DO THIS – Write out the records that appear below, verbatim and complete, but without pictures.

[Point annotations for photos]
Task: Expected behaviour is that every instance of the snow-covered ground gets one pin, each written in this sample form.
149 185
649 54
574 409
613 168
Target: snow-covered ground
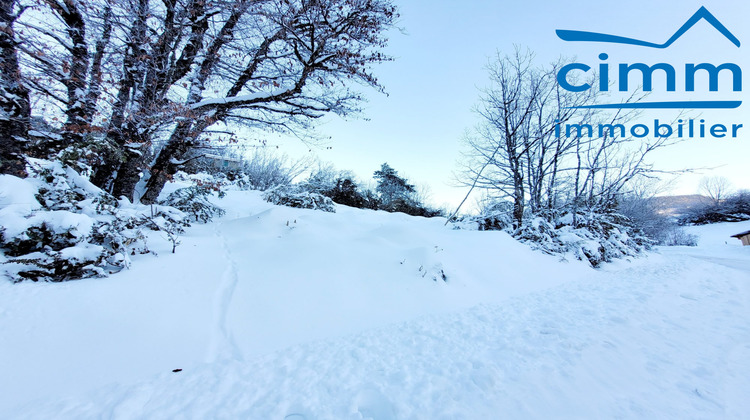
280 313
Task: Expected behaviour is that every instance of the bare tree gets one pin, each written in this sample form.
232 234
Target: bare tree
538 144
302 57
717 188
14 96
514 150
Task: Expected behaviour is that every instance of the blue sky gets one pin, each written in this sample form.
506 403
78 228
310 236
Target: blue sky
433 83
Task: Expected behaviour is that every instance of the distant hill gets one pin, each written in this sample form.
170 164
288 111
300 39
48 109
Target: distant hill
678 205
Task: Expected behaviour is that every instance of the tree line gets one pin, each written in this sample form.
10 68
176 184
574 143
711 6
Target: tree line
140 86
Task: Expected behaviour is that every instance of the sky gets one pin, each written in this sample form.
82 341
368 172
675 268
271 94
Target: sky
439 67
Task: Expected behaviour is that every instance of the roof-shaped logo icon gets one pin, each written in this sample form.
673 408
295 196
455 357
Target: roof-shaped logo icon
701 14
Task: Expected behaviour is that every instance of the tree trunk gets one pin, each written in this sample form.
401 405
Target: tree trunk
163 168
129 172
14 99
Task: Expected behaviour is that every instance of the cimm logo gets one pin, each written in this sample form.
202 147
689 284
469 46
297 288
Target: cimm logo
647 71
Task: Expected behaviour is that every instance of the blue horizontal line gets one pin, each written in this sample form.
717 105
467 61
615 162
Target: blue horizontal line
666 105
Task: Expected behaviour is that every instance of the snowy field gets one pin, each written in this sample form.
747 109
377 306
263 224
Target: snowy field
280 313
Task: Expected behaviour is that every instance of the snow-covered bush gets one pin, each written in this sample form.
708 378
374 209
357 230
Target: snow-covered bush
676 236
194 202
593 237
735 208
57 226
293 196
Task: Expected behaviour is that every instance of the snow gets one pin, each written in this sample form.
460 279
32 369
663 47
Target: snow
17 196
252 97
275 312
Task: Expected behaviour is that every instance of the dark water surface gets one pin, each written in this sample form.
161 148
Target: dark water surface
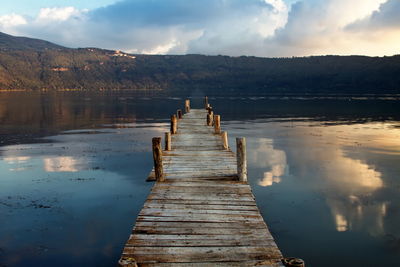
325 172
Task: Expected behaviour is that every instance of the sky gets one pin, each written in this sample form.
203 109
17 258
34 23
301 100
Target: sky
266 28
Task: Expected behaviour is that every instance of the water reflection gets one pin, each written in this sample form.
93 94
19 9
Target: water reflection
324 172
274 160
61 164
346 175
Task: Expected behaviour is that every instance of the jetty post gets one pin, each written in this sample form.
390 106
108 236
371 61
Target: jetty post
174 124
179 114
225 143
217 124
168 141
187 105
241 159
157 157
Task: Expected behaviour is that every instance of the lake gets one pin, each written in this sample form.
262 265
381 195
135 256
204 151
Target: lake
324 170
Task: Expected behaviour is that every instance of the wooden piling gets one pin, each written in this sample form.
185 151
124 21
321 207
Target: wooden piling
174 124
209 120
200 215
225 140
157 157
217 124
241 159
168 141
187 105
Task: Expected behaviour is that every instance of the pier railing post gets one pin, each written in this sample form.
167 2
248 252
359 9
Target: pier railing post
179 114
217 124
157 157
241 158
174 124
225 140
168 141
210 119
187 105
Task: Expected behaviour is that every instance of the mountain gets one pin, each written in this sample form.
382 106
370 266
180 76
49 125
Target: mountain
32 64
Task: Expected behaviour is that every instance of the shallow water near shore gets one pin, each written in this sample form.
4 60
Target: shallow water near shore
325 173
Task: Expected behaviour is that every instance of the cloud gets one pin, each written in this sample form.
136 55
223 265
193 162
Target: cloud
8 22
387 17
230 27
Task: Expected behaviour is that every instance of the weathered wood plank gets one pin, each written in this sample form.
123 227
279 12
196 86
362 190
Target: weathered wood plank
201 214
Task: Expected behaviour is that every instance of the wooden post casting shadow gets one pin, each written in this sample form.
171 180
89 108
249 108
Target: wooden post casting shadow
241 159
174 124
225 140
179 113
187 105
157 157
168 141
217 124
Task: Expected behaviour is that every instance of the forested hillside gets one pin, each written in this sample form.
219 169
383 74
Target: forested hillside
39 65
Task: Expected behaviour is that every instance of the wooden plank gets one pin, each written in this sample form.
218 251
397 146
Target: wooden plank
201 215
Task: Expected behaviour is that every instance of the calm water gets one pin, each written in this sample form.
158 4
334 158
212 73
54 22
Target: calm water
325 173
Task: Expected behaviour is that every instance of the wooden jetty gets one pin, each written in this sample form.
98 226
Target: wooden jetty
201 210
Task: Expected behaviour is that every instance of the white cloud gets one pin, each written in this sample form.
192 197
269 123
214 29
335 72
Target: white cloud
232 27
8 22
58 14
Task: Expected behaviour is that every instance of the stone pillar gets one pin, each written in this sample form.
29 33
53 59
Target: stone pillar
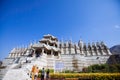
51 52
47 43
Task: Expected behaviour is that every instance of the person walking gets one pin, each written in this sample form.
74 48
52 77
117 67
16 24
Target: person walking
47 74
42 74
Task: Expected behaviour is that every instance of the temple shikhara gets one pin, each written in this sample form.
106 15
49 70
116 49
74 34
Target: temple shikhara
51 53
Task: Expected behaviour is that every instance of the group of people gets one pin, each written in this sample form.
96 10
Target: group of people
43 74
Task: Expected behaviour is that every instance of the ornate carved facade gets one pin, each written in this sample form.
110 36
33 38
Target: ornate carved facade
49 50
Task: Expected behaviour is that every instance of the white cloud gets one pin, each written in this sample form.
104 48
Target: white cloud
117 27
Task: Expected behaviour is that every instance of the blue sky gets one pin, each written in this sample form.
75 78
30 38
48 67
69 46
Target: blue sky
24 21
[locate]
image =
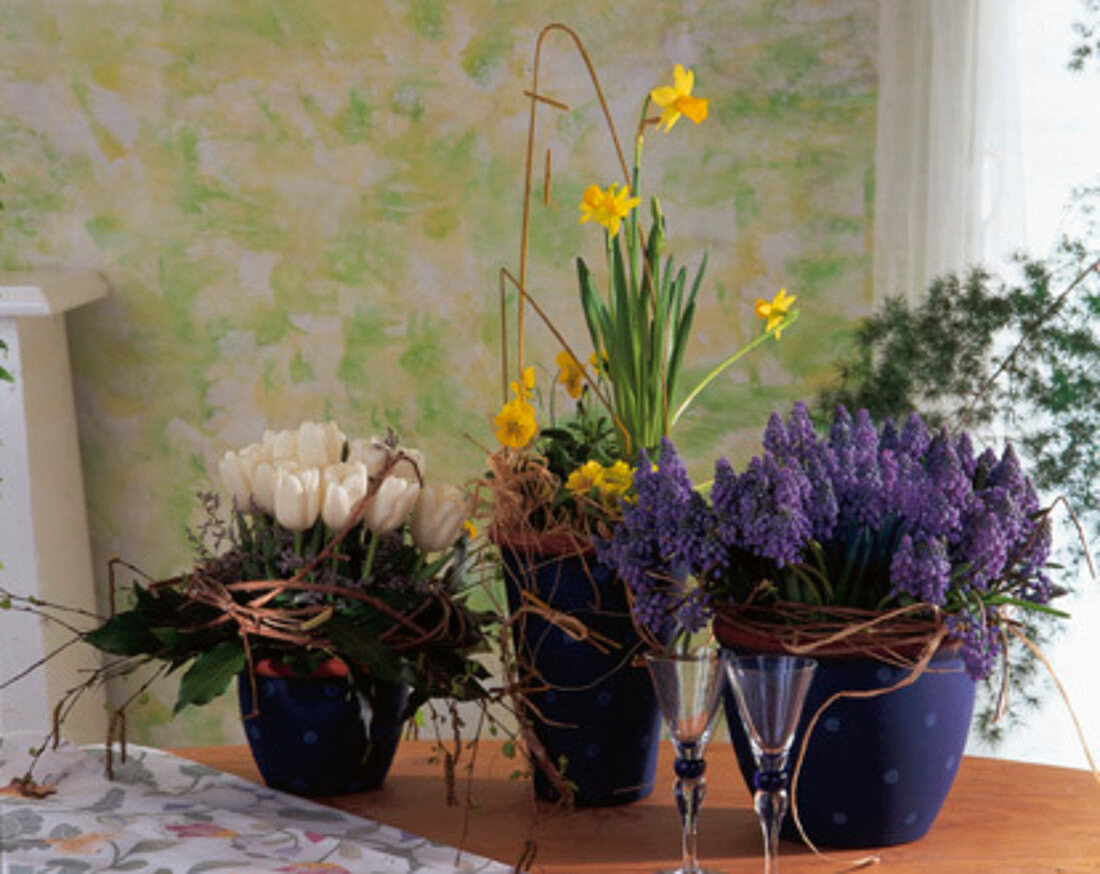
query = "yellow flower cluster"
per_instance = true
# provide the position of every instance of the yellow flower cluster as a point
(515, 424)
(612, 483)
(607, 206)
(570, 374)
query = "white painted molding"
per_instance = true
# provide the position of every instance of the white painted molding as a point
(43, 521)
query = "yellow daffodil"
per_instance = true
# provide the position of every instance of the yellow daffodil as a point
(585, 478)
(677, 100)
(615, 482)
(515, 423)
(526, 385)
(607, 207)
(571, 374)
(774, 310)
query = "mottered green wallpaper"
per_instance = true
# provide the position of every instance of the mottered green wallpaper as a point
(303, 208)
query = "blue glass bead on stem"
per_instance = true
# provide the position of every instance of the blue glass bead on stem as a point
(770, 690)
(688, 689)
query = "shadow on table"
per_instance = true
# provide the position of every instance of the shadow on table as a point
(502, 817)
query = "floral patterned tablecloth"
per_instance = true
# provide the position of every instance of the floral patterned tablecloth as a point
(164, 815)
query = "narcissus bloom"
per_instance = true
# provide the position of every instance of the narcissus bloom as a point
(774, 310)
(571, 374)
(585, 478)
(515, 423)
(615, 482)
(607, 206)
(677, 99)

COMPLETE RESPONSE –
Task: Expected behaviour is that every instance of the snow-covered ground gets one pin, each written in this sample form.
149 185
649 54
574 409
613 168
Target: snow-covered ground
280 313
Task: Expected behaviour is that every instance of the bare tree gets one pin, each written in this sample form.
232 234
Target: bare tree
538 144
302 57
717 188
14 96
514 150
Task: Expected behaviour is that every instance of the blue sky gets one pin, each written in this sample form.
506 403
78 228
310 236
Target: blue sky
433 83
Task: Expected behaviour is that every instance of the distant hill gets one pin, each written in this sample form.
170 164
288 111
300 39
48 109
Target: distant hill
678 205
Task: Expected behaviour is that every instance of the tree line gets one pin, each written in this sample form.
10 68
176 184
574 143
711 6
Target: tree line
140 86
Task: Expected behaviour is that every instance of the sky gets one pin, each written in this sample form.
82 341
368 172
675 268
271 94
Target: sky
439 67
Task: Expected behaviour is that every instance of the roof-shaped logo icon gets one pin, each written in this sample form.
673 408
295 196
455 357
Target: roof-shaped logo icon
701 14
Task: Expected behaviour is that every instance of the tree trunk gets one pin, each written in this sample form.
401 405
Target: tree trunk
163 168
129 172
14 99
Task: Expected behaviour is that every instance of the cimm logo gets one pin, each written in this sample form.
202 147
689 284
469 46
297 288
Target: cimm logo
647 71
Task: Expected behaviour is that every instance of the blue horizontal line gets one pin, each written in this sample form.
717 105
467 61
615 162
Target: blue horizontal line
666 105
Task: Expected behaviour is that every instance of the snowy field gets one pin, each written in this sample form.
747 109
377 306
263 224
Target: snowy field
280 313
Task: Expected behaviour is that every instance of the snow-covered bush gets one pin, each written in this sample form.
708 378
374 209
357 230
Target: snow-covered bush
676 236
194 202
593 237
735 208
57 226
293 196
Task: Expected behaviour is that every instance of the snow gets one pin, each written in this sample form.
460 279
32 369
663 47
Target: snow
17 196
252 97
275 312
Task: Expected behaviour is that every instance of the dark water surface gets one pin, each written in this sample form.
161 148
Target: dark water surface
325 172
Task: Expected behaviour is that every instance of the sky gets one pin, each written in this sample form.
203 109
17 258
34 23
301 100
Target: sky
266 28
Task: Expected behaviour is that every instance of the water reflection gets one pin, each written in this sample form.
93 94
19 9
Target: water reflection
324 172
274 160
61 164
346 175
Task: Expected behaviour is that every instance of the jetty post gets one pin, each written in this sample form.
390 106
108 236
371 61
Target: jetty post
174 124
179 114
225 143
217 124
168 141
187 105
241 159
157 157
Task: Expected behaviour is that every instance of the lake gets one pin, each written in this sample form.
262 265
381 195
135 256
204 151
Target: lake
324 170
Task: Expected behaviour is that every instance of the wooden piling gets one pin, each written in this sample form.
185 151
124 21
321 207
Target: wooden piling
174 124
209 120
200 215
225 140
157 157
217 124
241 159
168 141
187 105
Task: Expected behaviour is that every instance of the pier railing post gets one pin, each written in this sample form.
167 2
248 252
359 9
Target: pier railing post
179 114
217 124
157 157
241 158
174 124
225 140
168 141
210 119
187 105
Task: Expected behaviour is that every instance of the mountain gets one pin, each written in this sample form.
382 106
370 266
180 76
49 125
Target: mountain
32 64
Task: Expected behaviour is that every instance of the shallow water near shore gets one pin, each written in this sample form.
4 60
Target: shallow water near shore
325 173
Task: Expected behaviour is that every instance of the cloud gets one pin, each written in this sample form.
136 55
223 265
193 162
Target: cloud
8 22
387 17
230 27
Task: Expected behaviour is that every instance of the weathered wood plank gets one pin, each written in this sample form.
123 227
279 12
196 86
362 190
Target: weathered wood plank
201 214
Task: Expected behaviour is that every instance of the wooden post casting shadow gets one pin, each written in this sample form.
171 180
89 108
249 108
Target: wooden post casting shadow
241 159
174 124
225 140
179 113
187 105
157 157
168 141
217 124
Task: Expected behaviour is that every instance of the forested hillside gets one pin, each written in this sample form.
219 169
383 74
Target: forested hillside
39 65
Task: Expected behaviour is that every instance of the wooden plank gets one pin, each written in this sample form.
218 251
397 146
Target: wooden plank
201 215
Task: Expected behaviour is that every instance of the calm water gets one pin, each written in this sample form.
158 4
334 158
212 73
54 22
Target: calm water
325 173
Task: Expected behaviour is that every instance of the wooden jetty gets one pin, each written in this sample form.
98 226
Target: wooden jetty
201 210
Task: Expected behaviour is that every instance of the white cloud gets one pin, each written in this sample form.
192 197
269 123
214 29
335 72
Target: white cloud
232 27
8 22
58 14
Task: Expected behaviour is that every instance of the stone pillar gets one pin, each written in this sample form.
29 33
53 59
Target: stone pillar
51 52
47 43
Task: Expected behaviour is that every instance of the person walking gets one pin, each written in this sample form.
74 48
52 77
117 67
16 24
Target: person walking
47 74
42 74
Task: Expected behaviour is that every instance of the temple shikhara gets one pin, each written in this sample form.
106 15
49 70
116 49
74 34
Target: temple shikhara
51 53
Task: Expected behaviour is that every instance of the group of people gets one pin, each written in this sample form.
96 10
Target: group of people
43 74
Task: Expected behaviour is that every instance of the ornate carved facade gets one pin, each written in this sample form.
110 36
33 38
Target: ornate carved facade
49 50
Task: Expected behaviour is that every instance of the white cloud gets one pin, each written in this sample form.
104 48
Target: white cloud
117 27
Task: Expected behaviour is that every instance of the blue sky gets one pin, each written in this sample form.
75 78
30 38
48 67
69 46
Target: blue sky
24 21
[locate]
image =
query = "yellow flower cluster"
per_instance = true
# provide the position of every instance of the yellow flower cluster as a point
(515, 424)
(612, 483)
(607, 206)
(570, 374)
query = "white painted molding"
per_instance = true
# provide the position of every instance of the white painted molding as a point
(43, 521)
query = "yellow daffodil"
per_instance = true
# provide the position of every instance of the yellow daffodil as a point
(585, 478)
(677, 100)
(615, 482)
(515, 423)
(526, 385)
(607, 207)
(571, 374)
(774, 310)
query = "mottered green wallpaper"
per_instance = true
# provide the position of every instance of the mottered green wallpaper as a point
(303, 208)
query = "blue glass bead on stem"
per_instance = true
# provide the position of every instance of the blue glass bead on stem as a point
(770, 690)
(688, 689)
query = "shadow on table"
per_instance = true
# provide the position of every instance of the shadow on table as a point
(502, 817)
query = "floral patterned tablecloth"
per_instance = true
# provide the position of every instance of the floral patterned tablecloth as a point
(164, 815)
query = "narcissus bloom"
per_instance = true
# provide the position of every instance of the narcissus bloom as a point
(774, 310)
(571, 374)
(585, 478)
(515, 423)
(615, 482)
(607, 206)
(677, 99)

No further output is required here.